> [Task]:
Swap "hi-vis jacket" for "safety vest" and write out everything from the line containing "On this screen, the pavilion" down to the end of the listing, changing nothing else.

(A block of data)
┄┄┄┄┄┄
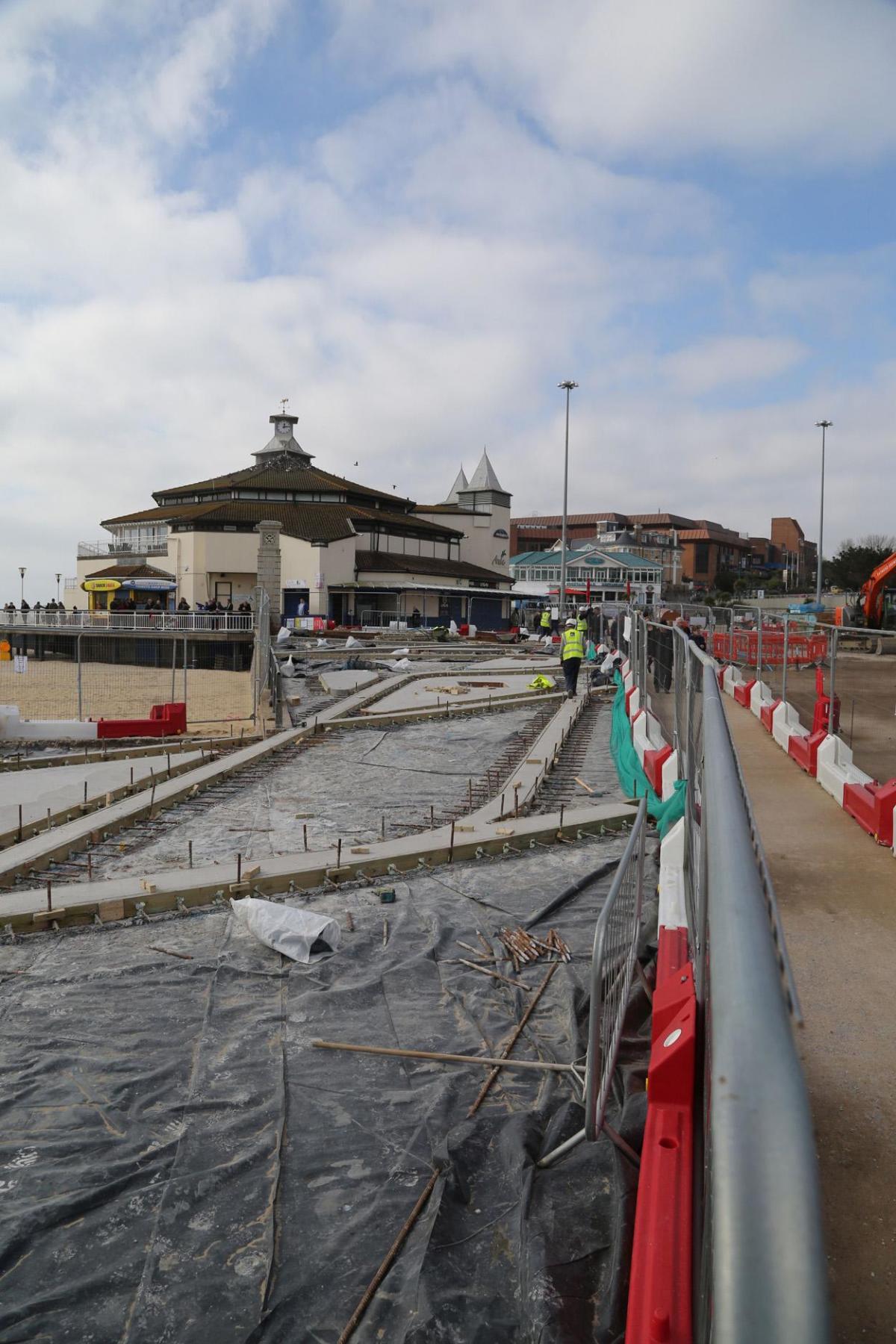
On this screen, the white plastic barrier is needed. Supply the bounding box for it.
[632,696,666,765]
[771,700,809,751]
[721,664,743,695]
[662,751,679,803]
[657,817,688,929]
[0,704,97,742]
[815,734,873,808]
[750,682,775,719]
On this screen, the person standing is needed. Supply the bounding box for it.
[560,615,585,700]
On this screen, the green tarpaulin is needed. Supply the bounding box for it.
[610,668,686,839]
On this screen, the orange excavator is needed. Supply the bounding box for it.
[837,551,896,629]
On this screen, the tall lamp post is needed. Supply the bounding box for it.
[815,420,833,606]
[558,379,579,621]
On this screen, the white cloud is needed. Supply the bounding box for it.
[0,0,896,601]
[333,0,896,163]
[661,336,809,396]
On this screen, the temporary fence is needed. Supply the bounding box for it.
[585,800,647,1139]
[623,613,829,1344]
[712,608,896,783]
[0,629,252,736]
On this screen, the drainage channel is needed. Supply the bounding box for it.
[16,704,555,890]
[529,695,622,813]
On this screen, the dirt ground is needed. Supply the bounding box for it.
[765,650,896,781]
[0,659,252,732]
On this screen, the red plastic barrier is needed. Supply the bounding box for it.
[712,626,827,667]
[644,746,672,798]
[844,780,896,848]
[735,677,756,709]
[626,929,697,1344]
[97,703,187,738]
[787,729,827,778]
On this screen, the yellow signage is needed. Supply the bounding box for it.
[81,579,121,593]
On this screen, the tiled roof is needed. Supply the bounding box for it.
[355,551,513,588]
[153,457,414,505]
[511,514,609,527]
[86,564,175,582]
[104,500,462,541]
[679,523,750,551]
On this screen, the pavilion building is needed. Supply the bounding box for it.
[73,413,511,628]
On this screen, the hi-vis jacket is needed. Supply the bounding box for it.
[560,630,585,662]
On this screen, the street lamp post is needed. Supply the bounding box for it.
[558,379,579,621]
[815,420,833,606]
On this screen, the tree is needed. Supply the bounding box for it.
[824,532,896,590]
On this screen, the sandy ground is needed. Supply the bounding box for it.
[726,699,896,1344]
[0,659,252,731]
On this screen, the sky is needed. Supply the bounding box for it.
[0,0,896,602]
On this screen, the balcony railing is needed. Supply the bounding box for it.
┄┄┄┄┄┄
> [Response to this exercise]:
On this screen, the pavilion building is needed. Supply the bounding box for it.
[73,413,511,628]
On this screen, the safety vest is needed. Supply the bounding box for it.
[560,630,585,662]
On this screen, the street lamp post is needed. Supply the bounding box for it.
[558,379,579,621]
[815,420,833,606]
On this screen, the tree is needed. Supply the bounding box for it.
[824,532,896,590]
On this screen, the sandy ground is needed. Supply the bounding box for it.
[726,699,896,1344]
[0,659,252,731]
On this screen, the sky is needed. Supply the bounding box for it.
[0,0,896,602]
On this screen, the balcony railing is needed. Supply the bounding box for it.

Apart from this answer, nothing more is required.